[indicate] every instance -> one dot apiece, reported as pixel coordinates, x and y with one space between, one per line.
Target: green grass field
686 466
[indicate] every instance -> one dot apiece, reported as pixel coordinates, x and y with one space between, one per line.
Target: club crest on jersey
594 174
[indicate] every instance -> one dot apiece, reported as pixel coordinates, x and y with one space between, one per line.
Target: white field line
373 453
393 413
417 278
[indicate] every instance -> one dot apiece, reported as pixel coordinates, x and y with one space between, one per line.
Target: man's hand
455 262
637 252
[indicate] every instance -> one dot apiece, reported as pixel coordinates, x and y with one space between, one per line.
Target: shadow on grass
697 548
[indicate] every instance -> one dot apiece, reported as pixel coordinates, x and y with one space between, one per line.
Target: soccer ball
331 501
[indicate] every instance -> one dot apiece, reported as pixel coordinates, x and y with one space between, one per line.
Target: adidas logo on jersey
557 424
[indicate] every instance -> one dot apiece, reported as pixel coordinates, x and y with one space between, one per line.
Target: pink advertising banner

* [YOUR OBJECTIVE]: Each entry needs to be transcribed exactly.

* [REPLY TO THE TASK]:
[indicate] every instance -> one dot apiece, reported as pixel coordinates, x and y with one space between, one per line.
Target: green grass field
686 466
[indicate] every instance -> one dot apiece, reported as pixel coordinates, x and y with one space between, one per line.
Target: club crest on jersey
594 174
[indicate] every instance -> one dot apiece, reported as pixel coordinates, x and y with one space between, one per line.
Target: white field line
373 453
393 413
417 278
[indicate] every instance -> one dot apiece, reported as pixel coordinates, x and y with one space between, one per line.
Target: man's hand
455 262
637 252
[indicate] every instance -> one dot apiece, reported as pixel coordinates, x and y with one space between, one per line.
Target: shadow on grass
697 548
[indicate] every instance -> one dot apiece, reported as pixel coordinates, x and y with one space between, one per line.
Target: soccer ball
331 501
[indicate] every instance -> one dot apiece, reported as pixel coordinates, x and y with one space between, one per line.
Target: adidas logo on jersey
557 424
[indicate] every instance -> one dot apiece, reported as pixel coordinates, x and y with one space between, one per line.
Target: pink advertising banner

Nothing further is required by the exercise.